Excerpted text:
· · · · · · ·
Check the appropriate box below of the Form 8-K/A filing is intended to simultaneously satisfy the filing obligation of the registrant under any of the
following provisions:

o Written communications pursuant to Rule 425 under the Securities Act (17 CFR 230.425)

o Soliciting material pursuant to Rule 14a-12 under the Exchange Act (17 CFR 240.14a-12)

o Pre-commencement communications pursuant to Rule 14d-2(b) under the Exchange Act (17 CFR 240.14d-2(b))

o Pre-commencement communications pursuant to Rule 13e-4(c) under the Exchange Act (17 CFR 240.13e-4(c))


 
 

 

Item 4.01 Changes in Registrant’s Certifying Accountant.

(1)
Previous Independent Auditors:
 
(i) On December 20, 2007, Murrell, Hall, McIntosh & Co., PLLP (“Murrell”) was dismissed as independent auditor for the Company. On December 20, 2007, the Company engaged Webb & Company, PA (“Webb”) as its principal independent accountant. This decision to engage Webb was ratified by the majority approval of the Board of Directors of the Company.
 
(ii) Management of the Company has not had any disagreements with Murrell related to any matter of accounting principles or practices, financial statement disclosure or auditing scope or procedure. For the most recent fiscal year and any subsequent interim period through Murrell’s termination on December 20, 2007, there has been no disagreement between the Company and Murrell on any matter of accounting principles or practices, financial statement disclosure, or auditing scope or procedure, which disagreement, if not resolved to the satisfaction of Murrell would have caused it to make a reference to the subject matter of the disagreement in connection with its reports.
· · · · · · ·
Given information:
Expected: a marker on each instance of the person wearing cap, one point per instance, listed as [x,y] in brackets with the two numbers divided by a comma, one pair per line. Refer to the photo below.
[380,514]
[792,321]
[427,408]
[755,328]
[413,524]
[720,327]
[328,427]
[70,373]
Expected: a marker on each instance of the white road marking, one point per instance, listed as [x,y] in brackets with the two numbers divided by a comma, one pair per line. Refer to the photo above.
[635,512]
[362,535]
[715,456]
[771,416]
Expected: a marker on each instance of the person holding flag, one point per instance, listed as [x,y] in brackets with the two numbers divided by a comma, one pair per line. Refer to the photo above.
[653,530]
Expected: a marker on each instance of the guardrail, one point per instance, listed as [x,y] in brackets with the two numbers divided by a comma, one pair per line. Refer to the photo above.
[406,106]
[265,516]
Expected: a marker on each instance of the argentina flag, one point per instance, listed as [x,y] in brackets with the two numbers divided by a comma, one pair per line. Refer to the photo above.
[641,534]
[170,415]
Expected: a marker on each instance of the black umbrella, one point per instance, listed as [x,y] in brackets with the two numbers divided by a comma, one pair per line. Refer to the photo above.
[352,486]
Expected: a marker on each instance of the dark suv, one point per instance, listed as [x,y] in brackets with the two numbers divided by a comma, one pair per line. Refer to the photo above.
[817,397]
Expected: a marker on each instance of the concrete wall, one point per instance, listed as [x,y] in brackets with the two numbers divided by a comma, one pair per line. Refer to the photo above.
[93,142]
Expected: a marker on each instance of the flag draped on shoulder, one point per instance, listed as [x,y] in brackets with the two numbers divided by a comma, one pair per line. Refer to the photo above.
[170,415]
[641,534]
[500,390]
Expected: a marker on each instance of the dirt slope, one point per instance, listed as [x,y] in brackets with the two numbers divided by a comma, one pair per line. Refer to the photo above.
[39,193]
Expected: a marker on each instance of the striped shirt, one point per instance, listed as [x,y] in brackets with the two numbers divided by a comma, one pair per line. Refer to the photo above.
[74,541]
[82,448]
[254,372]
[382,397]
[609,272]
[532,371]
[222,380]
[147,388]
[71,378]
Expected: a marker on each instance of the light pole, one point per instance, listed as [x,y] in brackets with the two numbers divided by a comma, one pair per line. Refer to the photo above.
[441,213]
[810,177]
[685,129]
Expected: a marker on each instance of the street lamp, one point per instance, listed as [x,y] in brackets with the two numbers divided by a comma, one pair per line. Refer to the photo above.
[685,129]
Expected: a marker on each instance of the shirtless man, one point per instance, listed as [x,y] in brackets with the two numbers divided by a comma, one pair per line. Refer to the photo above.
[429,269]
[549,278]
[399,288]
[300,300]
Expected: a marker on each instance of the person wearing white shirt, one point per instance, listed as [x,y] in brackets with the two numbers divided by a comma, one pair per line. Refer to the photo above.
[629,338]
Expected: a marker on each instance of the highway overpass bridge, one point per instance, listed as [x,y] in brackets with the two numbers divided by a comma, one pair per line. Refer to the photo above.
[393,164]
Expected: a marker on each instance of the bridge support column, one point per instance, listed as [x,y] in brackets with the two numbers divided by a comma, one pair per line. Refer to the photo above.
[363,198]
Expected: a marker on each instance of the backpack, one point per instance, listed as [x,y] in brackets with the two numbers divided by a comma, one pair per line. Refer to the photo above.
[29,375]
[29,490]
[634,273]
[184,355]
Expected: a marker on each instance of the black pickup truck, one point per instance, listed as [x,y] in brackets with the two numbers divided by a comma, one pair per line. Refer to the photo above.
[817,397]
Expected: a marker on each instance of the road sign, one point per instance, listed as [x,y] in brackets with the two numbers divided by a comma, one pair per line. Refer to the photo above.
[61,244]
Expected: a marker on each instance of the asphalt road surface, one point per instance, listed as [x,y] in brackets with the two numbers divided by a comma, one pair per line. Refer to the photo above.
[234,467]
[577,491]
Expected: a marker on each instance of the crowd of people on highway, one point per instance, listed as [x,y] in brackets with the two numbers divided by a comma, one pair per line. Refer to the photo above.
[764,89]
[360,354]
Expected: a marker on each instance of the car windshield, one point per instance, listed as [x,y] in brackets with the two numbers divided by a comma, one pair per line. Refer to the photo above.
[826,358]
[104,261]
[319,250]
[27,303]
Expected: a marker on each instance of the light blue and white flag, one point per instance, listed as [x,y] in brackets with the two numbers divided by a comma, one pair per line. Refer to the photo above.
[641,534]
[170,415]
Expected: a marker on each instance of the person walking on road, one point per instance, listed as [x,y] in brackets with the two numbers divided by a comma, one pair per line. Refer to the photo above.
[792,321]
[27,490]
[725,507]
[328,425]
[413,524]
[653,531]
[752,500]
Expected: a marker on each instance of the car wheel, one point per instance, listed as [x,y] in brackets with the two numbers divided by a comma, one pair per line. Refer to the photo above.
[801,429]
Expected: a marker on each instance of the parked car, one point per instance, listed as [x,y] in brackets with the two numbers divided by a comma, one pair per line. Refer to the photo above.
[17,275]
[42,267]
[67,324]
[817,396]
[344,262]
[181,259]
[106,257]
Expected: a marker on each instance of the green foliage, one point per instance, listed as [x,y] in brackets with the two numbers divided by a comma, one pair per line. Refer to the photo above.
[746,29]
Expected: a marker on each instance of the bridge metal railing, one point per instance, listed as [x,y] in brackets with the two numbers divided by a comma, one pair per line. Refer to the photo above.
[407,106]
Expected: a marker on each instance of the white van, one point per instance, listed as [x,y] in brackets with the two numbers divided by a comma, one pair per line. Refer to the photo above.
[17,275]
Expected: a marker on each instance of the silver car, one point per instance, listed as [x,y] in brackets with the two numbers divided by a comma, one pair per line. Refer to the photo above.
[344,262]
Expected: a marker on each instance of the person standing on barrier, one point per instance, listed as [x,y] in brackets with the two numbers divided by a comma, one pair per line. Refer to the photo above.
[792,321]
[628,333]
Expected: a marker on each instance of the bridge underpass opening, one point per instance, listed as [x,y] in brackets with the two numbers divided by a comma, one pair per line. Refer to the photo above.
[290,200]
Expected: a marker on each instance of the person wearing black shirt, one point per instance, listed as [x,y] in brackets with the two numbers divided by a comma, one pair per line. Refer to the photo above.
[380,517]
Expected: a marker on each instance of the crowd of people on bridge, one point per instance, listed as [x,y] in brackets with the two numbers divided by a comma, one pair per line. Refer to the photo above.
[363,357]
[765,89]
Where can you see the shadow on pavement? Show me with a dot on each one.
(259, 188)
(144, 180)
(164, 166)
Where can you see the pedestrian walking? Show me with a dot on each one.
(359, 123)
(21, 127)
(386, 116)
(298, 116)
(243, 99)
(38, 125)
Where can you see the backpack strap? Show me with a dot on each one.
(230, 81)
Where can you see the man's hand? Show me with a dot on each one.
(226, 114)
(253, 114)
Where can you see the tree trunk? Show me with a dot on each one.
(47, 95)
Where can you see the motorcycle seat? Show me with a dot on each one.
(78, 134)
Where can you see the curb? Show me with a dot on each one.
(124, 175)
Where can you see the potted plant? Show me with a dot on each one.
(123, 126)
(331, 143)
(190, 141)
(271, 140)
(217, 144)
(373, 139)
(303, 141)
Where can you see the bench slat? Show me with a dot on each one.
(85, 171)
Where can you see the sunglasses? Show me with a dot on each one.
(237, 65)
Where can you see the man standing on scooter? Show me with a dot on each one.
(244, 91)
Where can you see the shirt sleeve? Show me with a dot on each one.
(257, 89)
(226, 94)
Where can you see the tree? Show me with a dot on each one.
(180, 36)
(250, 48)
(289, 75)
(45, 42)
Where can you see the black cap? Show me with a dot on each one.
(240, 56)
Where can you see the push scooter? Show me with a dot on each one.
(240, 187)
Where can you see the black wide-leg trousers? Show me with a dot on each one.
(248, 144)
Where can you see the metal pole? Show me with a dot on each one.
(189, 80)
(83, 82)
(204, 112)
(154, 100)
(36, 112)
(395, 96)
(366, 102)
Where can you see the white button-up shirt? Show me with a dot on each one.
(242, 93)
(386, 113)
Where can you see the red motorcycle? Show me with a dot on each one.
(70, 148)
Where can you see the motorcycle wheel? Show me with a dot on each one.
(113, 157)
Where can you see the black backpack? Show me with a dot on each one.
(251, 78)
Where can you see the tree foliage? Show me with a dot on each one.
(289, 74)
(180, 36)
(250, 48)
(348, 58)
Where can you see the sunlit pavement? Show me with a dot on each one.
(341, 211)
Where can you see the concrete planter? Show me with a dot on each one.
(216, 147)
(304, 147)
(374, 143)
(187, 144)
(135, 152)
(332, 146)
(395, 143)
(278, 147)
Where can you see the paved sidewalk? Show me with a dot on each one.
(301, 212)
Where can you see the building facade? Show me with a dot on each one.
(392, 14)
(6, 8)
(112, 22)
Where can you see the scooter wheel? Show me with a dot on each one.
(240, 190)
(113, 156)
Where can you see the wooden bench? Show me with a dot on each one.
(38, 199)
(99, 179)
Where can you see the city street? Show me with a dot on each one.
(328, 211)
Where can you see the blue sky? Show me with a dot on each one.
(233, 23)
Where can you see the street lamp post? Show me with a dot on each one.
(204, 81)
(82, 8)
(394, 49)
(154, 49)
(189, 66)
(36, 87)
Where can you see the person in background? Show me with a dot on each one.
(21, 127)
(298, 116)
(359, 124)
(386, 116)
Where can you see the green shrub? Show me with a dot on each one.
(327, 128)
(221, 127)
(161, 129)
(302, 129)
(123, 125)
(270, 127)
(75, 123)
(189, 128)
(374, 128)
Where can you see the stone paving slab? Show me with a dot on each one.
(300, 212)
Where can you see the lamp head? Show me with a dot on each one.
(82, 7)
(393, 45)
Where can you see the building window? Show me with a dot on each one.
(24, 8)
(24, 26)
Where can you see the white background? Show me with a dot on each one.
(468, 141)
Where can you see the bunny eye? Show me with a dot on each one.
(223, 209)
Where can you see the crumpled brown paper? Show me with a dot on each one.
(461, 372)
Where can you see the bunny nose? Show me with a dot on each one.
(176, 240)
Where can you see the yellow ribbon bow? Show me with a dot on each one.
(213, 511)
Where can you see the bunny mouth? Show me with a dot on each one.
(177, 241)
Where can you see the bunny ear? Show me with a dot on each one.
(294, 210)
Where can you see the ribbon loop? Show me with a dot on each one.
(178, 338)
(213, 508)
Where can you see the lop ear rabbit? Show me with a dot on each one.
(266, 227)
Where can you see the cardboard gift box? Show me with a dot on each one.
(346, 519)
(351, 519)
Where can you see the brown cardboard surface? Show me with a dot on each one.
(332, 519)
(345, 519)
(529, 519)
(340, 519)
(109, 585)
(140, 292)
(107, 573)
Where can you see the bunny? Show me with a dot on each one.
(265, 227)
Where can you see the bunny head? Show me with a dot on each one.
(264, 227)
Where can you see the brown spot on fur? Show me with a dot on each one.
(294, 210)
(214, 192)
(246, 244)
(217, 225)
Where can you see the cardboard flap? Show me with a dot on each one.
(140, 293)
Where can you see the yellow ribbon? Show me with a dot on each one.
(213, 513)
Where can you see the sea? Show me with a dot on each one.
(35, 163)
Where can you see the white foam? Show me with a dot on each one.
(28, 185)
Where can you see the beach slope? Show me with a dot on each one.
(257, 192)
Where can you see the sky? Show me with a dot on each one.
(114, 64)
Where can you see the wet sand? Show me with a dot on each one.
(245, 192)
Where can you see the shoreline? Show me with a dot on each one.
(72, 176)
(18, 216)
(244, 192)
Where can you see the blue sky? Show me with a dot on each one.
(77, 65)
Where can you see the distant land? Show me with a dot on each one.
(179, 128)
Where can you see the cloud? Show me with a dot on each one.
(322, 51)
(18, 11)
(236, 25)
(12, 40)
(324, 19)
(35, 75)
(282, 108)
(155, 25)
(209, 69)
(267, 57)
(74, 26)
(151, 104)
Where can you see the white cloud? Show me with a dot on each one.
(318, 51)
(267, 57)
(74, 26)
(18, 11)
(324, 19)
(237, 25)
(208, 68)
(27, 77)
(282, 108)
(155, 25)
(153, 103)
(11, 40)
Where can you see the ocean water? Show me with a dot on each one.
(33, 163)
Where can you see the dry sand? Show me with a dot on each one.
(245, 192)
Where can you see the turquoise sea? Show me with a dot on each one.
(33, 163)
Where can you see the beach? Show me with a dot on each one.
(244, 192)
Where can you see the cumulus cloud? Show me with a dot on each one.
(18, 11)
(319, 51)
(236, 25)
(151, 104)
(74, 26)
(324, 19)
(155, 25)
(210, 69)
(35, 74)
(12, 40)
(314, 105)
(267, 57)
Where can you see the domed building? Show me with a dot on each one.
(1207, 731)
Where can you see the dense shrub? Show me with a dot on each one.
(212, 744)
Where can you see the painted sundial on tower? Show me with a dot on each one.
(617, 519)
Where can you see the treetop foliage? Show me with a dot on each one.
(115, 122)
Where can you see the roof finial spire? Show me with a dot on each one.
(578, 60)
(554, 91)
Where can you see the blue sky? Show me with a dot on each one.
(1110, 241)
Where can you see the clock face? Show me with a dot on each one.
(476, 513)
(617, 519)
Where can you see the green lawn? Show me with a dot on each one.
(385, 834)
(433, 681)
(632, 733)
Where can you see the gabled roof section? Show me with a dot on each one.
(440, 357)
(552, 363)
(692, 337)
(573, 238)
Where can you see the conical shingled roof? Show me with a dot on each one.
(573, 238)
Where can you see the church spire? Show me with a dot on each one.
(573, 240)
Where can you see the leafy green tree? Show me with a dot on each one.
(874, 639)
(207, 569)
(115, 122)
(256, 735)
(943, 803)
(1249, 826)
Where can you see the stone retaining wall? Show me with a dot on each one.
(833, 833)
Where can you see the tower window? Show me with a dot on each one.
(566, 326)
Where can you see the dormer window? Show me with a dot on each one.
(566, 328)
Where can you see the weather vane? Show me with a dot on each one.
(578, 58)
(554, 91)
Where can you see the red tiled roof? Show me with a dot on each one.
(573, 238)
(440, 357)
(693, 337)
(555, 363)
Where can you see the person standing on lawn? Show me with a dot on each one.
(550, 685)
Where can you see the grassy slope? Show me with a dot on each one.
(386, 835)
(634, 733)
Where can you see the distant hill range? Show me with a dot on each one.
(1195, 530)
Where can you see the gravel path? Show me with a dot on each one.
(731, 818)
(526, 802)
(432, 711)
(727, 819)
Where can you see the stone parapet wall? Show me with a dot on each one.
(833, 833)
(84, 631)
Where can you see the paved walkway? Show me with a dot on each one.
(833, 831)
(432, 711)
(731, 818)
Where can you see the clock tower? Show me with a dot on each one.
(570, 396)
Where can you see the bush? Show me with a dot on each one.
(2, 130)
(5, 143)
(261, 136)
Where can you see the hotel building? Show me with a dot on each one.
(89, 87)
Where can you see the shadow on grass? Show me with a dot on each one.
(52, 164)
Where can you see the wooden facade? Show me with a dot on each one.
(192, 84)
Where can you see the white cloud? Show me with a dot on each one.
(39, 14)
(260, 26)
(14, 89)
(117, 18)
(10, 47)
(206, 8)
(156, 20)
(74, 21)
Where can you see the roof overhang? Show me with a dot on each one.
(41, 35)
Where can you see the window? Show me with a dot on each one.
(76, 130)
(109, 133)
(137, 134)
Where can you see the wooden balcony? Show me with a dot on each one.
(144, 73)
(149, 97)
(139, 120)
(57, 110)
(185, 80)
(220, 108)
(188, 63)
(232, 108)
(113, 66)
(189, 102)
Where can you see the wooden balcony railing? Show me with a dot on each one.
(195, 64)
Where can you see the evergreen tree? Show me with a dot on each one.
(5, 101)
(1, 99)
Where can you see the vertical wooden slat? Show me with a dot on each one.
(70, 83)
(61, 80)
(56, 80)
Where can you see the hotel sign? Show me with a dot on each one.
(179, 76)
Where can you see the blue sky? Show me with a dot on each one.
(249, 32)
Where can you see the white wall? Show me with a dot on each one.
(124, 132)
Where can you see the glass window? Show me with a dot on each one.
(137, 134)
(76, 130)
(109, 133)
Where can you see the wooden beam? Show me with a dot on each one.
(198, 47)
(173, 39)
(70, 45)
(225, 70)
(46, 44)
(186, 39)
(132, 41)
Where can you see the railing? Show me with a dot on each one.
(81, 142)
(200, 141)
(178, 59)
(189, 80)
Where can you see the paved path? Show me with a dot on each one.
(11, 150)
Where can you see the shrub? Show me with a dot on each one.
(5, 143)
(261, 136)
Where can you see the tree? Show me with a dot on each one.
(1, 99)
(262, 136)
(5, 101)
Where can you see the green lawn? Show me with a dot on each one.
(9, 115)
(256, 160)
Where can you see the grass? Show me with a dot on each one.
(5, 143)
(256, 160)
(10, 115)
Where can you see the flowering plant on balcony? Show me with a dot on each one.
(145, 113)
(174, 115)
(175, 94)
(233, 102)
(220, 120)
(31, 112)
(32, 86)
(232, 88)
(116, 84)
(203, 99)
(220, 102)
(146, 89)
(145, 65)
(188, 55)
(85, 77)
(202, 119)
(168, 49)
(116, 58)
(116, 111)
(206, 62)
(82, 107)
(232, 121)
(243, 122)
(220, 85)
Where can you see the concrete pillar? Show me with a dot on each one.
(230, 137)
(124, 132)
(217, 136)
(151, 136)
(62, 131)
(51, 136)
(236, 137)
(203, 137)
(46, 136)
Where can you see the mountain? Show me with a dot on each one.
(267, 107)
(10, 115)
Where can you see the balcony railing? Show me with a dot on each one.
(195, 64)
· · · · · · ·
Problems to work on:
#1 Say whether each statement agrees with the Form 8-K/A excerpt, answering yes or no and quoting the deciding words: (a) Murrell was dismissed on December 20, 2007; (b) the Company's shareholders ratified the decision to engage Webb; (c) management reports disagreements with Murrell over auditing scope.
#2 Write out the Form 8-K/A excerpt word for word from "o Written communications pursuant" up to and including "(17 CFR 240.13e-4(c))".
The material above comes from a different source than the Form 8-K/A excerpt.

List of solutions:
#1
(a) Yes: "On December 20, 2007, Murrell, Hall, McIntosh & Co., PLLP (“Murrell”) was dismissed as independent auditor for the Company."
(b) No: "This decision to engage Webb was ratified by the majority approval of the Board of Directors of the Company."
(c) No: "Management of the Company has not had any disagreements with Murrell related to any matter of accounting principles or practices, financial statement disclosure or auditing scope or procedure."

#2
o Written communications pursuant to Rule 425 under the Securities Act (17 CFR 230.425)

o Soliciting material pursuant to Rule 14a-12 under the Exchange Act (17 CFR 240.14a-12)

o Pre-commencement communications pursuant to Rule 14d-2(b) under the Exchange Act (17 CFR 240.14d-2(b))

o Pre-commencement communications pursuant to Rule 13e-4(c) under the Exchange Act (17 CFR 240.13e-4(c))